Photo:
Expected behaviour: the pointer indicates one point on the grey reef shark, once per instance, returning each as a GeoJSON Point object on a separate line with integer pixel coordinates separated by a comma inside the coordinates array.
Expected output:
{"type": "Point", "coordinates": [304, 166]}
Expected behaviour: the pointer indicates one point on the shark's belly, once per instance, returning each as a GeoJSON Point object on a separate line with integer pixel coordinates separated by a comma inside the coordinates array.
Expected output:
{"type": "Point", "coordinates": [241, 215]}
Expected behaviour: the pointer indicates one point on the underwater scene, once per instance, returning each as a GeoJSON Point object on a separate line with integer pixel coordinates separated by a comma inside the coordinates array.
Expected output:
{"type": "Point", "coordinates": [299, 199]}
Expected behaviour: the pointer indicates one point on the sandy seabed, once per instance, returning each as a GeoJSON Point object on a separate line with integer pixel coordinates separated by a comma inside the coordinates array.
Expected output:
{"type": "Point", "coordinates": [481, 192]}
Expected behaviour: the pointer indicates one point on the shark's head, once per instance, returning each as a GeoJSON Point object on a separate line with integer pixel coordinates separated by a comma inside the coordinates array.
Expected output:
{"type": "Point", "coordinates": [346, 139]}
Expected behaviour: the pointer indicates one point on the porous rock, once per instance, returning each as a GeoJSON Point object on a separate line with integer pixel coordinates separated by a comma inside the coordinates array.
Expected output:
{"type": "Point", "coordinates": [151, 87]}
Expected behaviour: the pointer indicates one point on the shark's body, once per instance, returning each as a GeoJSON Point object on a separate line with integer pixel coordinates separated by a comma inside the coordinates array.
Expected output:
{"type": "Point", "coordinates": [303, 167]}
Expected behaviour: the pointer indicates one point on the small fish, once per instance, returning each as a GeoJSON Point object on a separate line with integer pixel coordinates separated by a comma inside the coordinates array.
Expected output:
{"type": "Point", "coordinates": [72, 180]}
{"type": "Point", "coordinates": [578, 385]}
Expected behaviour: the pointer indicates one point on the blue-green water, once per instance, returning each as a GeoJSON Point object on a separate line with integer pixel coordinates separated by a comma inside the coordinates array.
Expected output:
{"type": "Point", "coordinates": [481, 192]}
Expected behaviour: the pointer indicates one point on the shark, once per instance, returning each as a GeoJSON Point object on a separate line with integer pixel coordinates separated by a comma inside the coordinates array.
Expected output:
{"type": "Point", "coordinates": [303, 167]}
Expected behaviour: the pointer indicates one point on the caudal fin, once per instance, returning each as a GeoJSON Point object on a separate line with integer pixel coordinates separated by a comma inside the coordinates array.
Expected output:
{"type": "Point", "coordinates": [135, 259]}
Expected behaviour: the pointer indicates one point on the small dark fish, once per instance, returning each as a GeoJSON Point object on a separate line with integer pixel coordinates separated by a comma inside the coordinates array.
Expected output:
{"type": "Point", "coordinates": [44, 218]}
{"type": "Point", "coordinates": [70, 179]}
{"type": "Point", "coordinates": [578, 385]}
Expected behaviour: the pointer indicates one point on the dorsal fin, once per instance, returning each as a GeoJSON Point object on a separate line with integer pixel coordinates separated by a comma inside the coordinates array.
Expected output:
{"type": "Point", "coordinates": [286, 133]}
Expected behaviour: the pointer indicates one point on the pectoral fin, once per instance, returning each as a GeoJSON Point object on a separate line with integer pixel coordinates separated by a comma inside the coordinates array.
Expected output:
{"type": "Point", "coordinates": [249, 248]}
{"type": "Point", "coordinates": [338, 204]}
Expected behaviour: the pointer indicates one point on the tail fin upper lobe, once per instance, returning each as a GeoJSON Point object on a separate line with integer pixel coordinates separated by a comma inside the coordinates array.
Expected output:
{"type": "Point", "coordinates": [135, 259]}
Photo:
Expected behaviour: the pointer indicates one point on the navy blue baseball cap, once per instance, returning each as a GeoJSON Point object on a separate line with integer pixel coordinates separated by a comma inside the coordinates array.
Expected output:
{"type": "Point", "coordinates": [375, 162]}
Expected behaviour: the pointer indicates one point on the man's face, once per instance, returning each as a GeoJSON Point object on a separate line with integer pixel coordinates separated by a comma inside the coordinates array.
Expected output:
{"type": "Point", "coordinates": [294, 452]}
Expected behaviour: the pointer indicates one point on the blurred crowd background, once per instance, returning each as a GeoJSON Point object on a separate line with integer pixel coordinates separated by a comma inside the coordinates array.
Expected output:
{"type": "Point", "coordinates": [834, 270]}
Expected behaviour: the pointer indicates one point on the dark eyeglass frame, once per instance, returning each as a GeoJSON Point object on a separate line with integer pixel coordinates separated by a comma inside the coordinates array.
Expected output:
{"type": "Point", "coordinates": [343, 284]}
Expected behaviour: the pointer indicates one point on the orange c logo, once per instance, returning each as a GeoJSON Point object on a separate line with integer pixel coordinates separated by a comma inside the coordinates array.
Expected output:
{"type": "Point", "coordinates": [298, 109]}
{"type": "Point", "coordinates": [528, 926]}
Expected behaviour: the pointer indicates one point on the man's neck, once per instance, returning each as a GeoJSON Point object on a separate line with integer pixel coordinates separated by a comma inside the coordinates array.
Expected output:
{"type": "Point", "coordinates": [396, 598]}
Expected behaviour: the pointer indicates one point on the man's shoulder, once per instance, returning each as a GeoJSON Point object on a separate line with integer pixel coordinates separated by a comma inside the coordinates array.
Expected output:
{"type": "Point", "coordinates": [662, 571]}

• • • • •

Print exactly the lines from the beginning of the entries through the line with "on the underwater". Output nothing more.

Photo:
Expected behaviour: the pointer indicates one point on the grey reef shark, once per instance, returning each as a GeoJSON Point object on a separate line with integer pixel coordinates separated by a comma inside the coordinates array.
Expected output:
{"type": "Point", "coordinates": [304, 166]}
Expected behaviour: the pointer indicates one point on the shark's belly, once per instance, returning each as a GeoJSON Point object on a separate line with integer pixel coordinates separated by a comma inside the coordinates array.
Expected output:
{"type": "Point", "coordinates": [241, 215]}
Expected behaviour: the pointer indicates one point on the underwater scene, once per instance, returning each as a GeoJSON Point object on a separate line with integer pixel coordinates separated by a comma inside the coordinates array.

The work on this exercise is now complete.